## REQUIRED ACTION
In the records below, locate the line containing "Task: place one keypoint on every instance of the green leafy"; output that line and every following line through the last, exactly.

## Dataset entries
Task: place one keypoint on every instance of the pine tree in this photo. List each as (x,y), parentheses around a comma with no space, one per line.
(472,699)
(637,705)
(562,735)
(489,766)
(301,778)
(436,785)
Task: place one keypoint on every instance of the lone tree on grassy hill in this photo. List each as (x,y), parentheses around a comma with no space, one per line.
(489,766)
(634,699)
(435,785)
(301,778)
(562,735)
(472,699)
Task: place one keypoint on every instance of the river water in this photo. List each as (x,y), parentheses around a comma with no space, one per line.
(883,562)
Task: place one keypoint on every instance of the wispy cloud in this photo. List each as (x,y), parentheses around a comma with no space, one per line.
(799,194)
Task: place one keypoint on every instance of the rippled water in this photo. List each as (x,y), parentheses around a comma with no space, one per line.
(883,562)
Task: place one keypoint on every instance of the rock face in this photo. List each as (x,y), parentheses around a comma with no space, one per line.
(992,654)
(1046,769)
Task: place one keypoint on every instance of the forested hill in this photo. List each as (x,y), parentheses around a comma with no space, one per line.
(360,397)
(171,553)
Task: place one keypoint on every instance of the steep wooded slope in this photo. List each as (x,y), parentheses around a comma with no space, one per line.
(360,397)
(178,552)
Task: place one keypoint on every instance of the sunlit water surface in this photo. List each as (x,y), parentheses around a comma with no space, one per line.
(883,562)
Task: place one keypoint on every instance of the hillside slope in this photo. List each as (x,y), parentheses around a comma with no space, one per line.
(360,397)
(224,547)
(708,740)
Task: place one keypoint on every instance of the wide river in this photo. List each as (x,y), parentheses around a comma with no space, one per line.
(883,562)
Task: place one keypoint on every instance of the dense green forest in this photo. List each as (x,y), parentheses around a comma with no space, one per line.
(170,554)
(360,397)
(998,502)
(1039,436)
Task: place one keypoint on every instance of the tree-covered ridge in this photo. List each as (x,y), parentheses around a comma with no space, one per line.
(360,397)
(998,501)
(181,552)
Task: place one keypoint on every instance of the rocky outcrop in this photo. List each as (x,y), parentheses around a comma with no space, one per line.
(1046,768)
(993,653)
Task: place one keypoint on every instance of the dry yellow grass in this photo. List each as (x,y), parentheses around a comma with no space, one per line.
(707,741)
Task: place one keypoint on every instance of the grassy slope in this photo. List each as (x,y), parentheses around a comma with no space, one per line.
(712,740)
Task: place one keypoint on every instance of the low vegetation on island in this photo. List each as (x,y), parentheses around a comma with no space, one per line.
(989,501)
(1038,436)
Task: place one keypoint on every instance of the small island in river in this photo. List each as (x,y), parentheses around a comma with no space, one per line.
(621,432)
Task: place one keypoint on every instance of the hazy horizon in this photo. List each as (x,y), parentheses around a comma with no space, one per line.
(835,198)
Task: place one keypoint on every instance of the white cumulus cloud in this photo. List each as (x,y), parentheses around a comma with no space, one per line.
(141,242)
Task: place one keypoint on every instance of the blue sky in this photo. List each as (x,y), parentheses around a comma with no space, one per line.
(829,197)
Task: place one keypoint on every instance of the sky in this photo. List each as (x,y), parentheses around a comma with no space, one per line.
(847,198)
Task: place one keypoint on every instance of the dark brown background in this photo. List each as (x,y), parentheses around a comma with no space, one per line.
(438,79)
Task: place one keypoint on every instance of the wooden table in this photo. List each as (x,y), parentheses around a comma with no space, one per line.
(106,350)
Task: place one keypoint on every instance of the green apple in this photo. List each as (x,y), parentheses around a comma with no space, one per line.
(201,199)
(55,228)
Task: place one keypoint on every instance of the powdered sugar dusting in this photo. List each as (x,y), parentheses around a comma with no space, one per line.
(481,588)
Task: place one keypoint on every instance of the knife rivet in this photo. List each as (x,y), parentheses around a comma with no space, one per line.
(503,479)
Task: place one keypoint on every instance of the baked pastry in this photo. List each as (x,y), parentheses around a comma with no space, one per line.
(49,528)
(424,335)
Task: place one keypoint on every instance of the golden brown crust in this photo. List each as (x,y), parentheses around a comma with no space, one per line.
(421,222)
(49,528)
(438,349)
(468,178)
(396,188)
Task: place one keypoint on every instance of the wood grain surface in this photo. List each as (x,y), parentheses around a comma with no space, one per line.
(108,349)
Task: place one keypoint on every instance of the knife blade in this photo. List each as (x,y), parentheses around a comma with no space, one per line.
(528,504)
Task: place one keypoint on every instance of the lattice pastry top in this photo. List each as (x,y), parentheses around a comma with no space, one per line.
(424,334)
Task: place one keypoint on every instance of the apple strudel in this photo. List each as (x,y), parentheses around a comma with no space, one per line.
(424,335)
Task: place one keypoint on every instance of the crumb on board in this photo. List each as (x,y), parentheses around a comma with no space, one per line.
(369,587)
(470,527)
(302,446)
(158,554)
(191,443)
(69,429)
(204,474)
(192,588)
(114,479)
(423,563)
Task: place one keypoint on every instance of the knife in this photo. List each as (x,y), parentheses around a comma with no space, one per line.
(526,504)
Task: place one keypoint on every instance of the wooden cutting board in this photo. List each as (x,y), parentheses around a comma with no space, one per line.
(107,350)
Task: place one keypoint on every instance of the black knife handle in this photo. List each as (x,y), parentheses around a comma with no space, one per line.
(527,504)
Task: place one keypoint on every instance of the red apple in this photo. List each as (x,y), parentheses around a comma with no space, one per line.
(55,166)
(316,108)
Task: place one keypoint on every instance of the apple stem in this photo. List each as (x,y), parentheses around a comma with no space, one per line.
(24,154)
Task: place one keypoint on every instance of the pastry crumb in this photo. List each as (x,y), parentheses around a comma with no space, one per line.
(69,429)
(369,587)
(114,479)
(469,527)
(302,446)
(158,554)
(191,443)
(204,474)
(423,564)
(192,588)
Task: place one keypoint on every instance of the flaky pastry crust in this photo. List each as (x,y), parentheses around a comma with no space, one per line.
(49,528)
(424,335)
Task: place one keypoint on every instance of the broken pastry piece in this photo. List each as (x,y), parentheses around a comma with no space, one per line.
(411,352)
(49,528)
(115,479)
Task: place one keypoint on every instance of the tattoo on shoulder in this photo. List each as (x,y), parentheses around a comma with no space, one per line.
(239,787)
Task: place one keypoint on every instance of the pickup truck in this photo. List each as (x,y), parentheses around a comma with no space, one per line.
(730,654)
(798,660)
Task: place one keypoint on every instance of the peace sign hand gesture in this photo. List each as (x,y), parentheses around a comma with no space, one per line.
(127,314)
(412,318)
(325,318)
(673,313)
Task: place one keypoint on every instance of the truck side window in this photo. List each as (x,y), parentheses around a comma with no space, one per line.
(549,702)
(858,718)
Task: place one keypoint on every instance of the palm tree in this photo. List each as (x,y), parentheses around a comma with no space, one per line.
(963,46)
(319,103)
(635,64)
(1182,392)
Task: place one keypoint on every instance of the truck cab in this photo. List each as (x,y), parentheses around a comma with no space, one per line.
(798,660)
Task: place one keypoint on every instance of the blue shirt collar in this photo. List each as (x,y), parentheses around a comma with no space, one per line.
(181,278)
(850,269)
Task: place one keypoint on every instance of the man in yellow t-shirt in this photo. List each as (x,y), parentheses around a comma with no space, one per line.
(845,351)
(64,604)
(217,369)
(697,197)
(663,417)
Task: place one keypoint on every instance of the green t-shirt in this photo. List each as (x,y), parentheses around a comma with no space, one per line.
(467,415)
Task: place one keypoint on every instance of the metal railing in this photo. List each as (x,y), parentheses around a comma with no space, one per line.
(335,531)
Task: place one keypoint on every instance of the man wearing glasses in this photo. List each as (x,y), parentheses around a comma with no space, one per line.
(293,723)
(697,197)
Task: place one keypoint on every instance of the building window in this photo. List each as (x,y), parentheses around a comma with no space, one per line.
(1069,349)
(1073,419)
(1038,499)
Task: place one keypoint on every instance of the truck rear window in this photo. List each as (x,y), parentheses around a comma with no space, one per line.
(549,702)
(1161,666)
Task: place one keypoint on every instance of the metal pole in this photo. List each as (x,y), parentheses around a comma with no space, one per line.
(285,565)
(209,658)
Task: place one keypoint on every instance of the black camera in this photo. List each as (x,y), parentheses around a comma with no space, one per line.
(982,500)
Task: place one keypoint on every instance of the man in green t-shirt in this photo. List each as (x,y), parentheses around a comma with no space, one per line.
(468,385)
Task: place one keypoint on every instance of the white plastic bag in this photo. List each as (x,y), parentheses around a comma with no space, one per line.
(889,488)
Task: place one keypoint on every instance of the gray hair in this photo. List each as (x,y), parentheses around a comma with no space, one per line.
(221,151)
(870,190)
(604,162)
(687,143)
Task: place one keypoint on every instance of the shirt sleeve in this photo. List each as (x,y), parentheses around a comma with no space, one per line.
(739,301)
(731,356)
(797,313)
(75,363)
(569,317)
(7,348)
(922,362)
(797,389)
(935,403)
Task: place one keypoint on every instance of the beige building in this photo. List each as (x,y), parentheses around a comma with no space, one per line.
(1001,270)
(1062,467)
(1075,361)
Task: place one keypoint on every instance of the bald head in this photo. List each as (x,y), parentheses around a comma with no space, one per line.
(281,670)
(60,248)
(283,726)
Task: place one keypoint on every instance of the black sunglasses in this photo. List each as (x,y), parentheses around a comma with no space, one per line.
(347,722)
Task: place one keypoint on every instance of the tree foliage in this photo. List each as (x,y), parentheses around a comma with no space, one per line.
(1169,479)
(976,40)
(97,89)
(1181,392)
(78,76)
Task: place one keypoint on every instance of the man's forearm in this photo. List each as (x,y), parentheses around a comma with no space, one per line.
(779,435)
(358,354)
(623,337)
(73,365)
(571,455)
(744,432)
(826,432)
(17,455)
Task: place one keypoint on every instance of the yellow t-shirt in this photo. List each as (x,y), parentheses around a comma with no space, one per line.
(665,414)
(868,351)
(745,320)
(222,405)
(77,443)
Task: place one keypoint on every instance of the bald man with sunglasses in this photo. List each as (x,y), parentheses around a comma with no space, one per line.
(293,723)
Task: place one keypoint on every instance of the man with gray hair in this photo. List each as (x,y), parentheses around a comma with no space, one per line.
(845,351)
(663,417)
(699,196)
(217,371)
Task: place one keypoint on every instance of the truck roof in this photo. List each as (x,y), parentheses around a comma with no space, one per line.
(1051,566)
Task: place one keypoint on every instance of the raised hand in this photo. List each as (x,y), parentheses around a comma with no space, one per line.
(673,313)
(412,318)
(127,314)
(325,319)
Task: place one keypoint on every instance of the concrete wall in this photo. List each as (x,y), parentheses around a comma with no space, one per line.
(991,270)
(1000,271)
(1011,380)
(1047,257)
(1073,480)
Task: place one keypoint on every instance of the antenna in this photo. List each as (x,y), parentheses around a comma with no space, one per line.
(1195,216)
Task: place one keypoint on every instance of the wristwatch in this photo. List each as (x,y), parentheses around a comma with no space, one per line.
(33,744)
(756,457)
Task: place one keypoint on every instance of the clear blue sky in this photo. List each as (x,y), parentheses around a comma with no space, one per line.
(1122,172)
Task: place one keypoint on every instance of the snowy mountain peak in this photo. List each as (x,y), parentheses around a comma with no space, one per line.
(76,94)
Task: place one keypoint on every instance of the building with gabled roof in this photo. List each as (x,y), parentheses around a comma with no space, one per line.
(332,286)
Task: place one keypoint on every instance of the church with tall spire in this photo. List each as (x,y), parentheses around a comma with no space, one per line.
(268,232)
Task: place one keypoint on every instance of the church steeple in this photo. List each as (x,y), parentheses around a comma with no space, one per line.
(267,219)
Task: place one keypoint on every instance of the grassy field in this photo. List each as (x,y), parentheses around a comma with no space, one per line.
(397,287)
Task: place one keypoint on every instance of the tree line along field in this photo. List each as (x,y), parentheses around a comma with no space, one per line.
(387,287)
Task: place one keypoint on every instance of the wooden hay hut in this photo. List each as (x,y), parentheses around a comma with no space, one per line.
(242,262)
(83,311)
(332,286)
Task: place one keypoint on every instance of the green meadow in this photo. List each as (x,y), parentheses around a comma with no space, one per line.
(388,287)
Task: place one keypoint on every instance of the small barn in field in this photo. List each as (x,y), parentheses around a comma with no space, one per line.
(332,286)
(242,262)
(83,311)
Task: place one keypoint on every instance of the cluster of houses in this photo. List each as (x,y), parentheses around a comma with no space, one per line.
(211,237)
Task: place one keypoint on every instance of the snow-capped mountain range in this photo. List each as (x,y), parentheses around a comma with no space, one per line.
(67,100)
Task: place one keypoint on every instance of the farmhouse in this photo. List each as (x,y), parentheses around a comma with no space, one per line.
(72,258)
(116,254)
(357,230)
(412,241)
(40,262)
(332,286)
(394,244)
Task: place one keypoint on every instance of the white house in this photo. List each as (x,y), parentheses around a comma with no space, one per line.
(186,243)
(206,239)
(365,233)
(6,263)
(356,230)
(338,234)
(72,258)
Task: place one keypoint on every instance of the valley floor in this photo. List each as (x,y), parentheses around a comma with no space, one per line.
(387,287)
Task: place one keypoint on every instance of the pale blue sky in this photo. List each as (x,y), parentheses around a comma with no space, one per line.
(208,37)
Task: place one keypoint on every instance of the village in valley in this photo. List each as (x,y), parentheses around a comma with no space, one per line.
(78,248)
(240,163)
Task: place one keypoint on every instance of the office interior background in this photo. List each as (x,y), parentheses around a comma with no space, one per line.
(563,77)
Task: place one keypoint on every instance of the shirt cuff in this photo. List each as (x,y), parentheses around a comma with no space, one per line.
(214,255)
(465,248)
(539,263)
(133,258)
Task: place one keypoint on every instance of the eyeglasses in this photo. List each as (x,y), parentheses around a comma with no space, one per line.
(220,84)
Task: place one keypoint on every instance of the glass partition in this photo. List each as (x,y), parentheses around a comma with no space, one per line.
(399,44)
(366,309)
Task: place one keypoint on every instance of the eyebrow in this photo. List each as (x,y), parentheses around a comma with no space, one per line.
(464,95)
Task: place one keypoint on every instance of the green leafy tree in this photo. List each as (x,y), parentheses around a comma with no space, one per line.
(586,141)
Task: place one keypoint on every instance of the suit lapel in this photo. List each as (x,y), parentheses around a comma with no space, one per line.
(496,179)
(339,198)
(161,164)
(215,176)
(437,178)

## TASK RESPONSE
Task: place one keypoint on every instance of the green leafy tree in this photo. List each as (x,y), parentheses around a comma with no space, one per line.
(586,141)
Task: place one keypoint on every instance of the suit lapel in this photo. List each as (x,y), parentheses around a comma with no space, one per line.
(496,179)
(339,198)
(161,164)
(215,176)
(437,178)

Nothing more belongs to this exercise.